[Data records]
◇ ◇ ◇ ◇
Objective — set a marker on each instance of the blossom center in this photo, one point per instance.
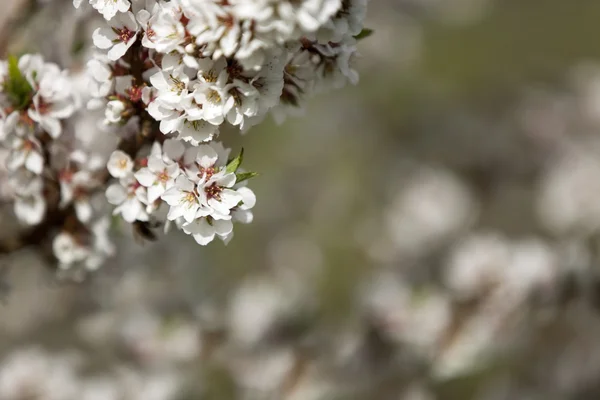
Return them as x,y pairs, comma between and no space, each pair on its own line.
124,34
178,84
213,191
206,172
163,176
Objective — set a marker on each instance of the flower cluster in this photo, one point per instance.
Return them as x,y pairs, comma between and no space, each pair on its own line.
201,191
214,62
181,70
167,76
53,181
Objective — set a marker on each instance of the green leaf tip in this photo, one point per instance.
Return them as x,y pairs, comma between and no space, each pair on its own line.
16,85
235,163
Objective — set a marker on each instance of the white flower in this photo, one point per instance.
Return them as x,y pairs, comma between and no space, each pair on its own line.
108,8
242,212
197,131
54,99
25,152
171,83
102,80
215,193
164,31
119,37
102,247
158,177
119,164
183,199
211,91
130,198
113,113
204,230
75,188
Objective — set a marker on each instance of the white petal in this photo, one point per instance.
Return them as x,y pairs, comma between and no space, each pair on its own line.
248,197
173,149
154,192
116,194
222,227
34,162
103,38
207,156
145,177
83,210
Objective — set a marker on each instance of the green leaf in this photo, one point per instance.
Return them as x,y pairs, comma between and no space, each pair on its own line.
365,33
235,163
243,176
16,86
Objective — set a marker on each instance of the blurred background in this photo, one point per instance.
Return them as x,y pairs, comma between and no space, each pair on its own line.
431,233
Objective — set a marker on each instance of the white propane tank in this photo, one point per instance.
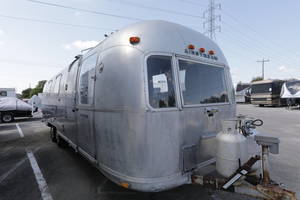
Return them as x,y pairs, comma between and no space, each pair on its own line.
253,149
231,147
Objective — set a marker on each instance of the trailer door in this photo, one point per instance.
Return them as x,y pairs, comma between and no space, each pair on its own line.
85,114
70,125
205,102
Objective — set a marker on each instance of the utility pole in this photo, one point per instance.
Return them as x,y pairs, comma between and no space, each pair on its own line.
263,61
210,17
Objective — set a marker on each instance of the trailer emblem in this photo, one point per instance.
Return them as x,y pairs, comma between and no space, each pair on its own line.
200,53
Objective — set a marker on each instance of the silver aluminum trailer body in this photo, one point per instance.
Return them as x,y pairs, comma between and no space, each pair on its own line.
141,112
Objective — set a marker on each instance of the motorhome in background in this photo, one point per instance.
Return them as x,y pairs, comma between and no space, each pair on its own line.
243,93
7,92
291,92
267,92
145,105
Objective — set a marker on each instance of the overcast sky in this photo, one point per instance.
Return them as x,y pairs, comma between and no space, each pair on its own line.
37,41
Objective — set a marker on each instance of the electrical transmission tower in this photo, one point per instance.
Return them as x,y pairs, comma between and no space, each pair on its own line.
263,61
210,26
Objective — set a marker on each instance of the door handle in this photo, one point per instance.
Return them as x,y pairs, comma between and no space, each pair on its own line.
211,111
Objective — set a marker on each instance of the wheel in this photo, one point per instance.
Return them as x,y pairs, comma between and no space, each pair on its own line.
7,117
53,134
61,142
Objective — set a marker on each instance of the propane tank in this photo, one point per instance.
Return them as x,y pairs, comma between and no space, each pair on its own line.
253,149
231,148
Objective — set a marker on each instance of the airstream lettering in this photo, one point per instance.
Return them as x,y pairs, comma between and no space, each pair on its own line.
◇ ◇ ◇ ◇
**HOW TO COMPLETE THIS TASK:** Note down each line above where the word "tank" occurs.

**RESPONSE TO THIS EXERCISE:**
Objective — set a marker on each instance of the white propane tank in this photo, one point per instance.
Objective — set a marker on each instance of the propane tank in this photo, one point per instance.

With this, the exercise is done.